** START OF Data excerpts **
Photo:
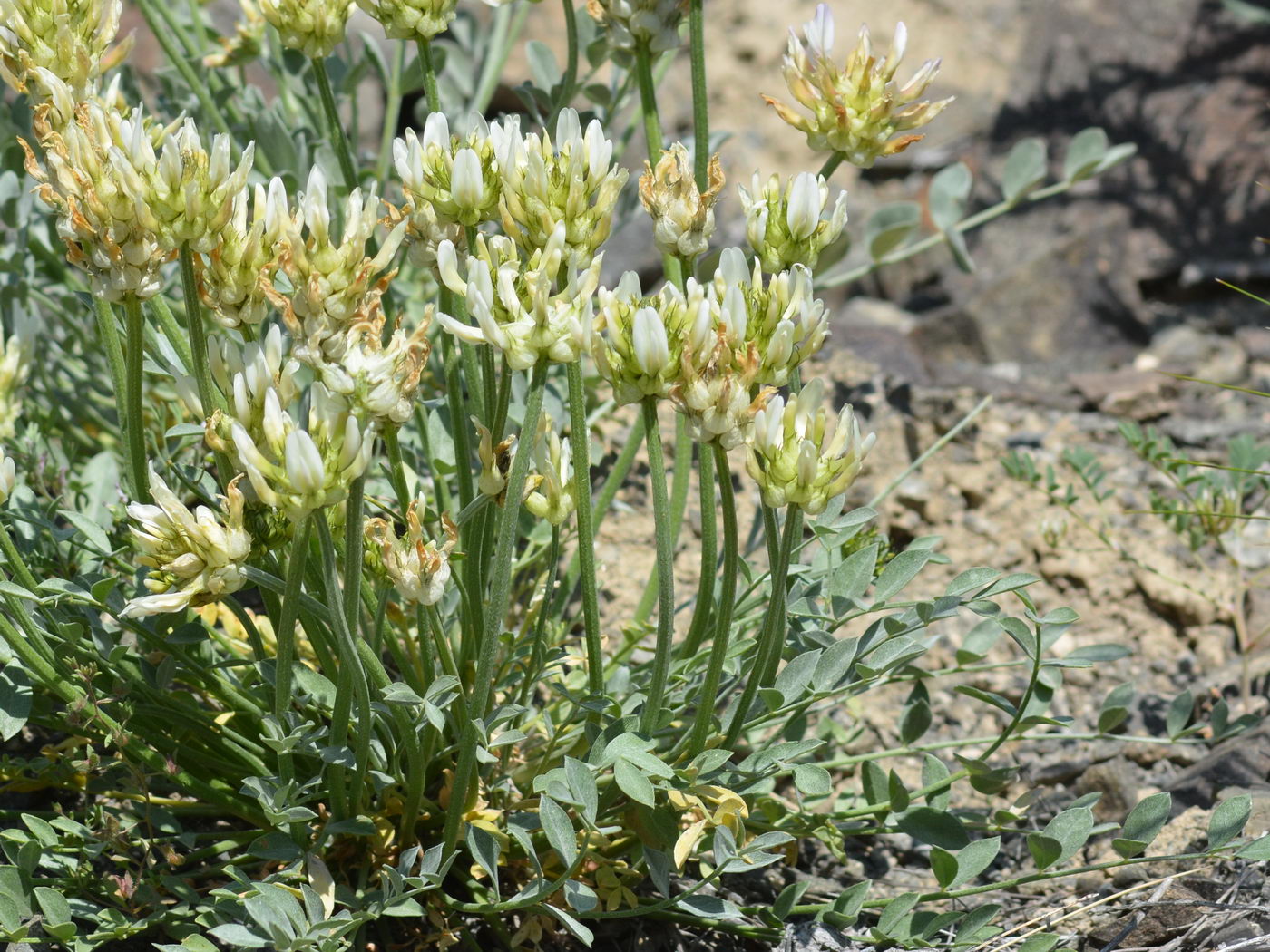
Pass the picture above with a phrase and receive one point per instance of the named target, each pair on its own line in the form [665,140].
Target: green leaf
[1228,821]
[559,831]
[950,188]
[1025,169]
[899,571]
[484,848]
[15,698]
[936,828]
[1180,711]
[632,782]
[1083,154]
[812,781]
[889,228]
[1257,850]
[975,859]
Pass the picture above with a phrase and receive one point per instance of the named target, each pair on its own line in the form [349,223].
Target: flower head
[857,110]
[192,192]
[70,38]
[781,316]
[235,273]
[412,19]
[552,497]
[571,181]
[194,556]
[803,454]
[631,23]
[291,469]
[785,226]
[682,215]
[313,27]
[516,306]
[418,568]
[15,368]
[456,177]
[638,342]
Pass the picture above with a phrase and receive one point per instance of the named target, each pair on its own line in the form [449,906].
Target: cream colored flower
[682,215]
[333,285]
[313,27]
[552,497]
[380,380]
[802,454]
[514,305]
[194,556]
[418,568]
[235,273]
[15,353]
[70,38]
[857,110]
[8,476]
[291,469]
[571,181]
[631,23]
[103,216]
[454,177]
[412,19]
[785,226]
[781,316]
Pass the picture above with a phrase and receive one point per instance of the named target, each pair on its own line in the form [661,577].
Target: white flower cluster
[194,556]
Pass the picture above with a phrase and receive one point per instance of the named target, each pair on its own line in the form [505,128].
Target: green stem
[581,440]
[569,80]
[108,329]
[651,711]
[285,634]
[334,127]
[704,607]
[774,627]
[15,561]
[700,103]
[495,613]
[353,549]
[937,238]
[131,422]
[352,685]
[391,113]
[708,697]
[831,165]
[607,492]
[432,92]
[171,330]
** END OF Data excerpts **
**What this task involves**. Strip the images and reproduce the remaining records precisely.

**Solved exercise**.
Photo:
Pass the picture above with a phrase and receive one point per instance of the named target, each pair on its own line in the form [665,140].
Target: green leaf
[1228,821]
[559,831]
[950,188]
[1025,169]
[899,571]
[484,848]
[15,698]
[936,828]
[1180,711]
[632,782]
[1083,154]
[812,781]
[889,228]
[1257,850]
[975,859]
Pass the picture above with a phrase and receive one point per instance of the named target, each pair on its own line in the form [349,223].
Target: flower head
[857,110]
[192,192]
[70,38]
[781,316]
[235,273]
[412,19]
[552,497]
[571,181]
[194,556]
[803,454]
[631,23]
[291,469]
[785,226]
[682,215]
[313,27]
[516,306]
[418,568]
[15,368]
[456,177]
[638,342]
Pass the picture above with a phrase and receive one point per instance of the named target, each pair on its own line in the form [449,906].
Target: cream colored flower
[682,215]
[333,285]
[313,27]
[552,497]
[380,380]
[802,454]
[514,305]
[194,556]
[418,568]
[235,273]
[15,353]
[70,38]
[857,110]
[8,476]
[291,469]
[571,181]
[631,23]
[103,216]
[454,177]
[412,19]
[785,226]
[781,316]
Pass the picture above with a phrase and receive one point per instance of the named target, each pair on its own line in the form [661,577].
Target: white flower cluster
[194,556]
Pass the picture above with a phrase and receive one point per instance of the named target, each pair on its own line in the form [505,128].
Target: green stem
[581,440]
[569,80]
[108,329]
[651,711]
[285,634]
[334,127]
[704,607]
[774,627]
[15,561]
[700,103]
[495,613]
[353,549]
[937,238]
[131,422]
[352,685]
[391,113]
[708,697]
[831,165]
[607,492]
[432,92]
[171,330]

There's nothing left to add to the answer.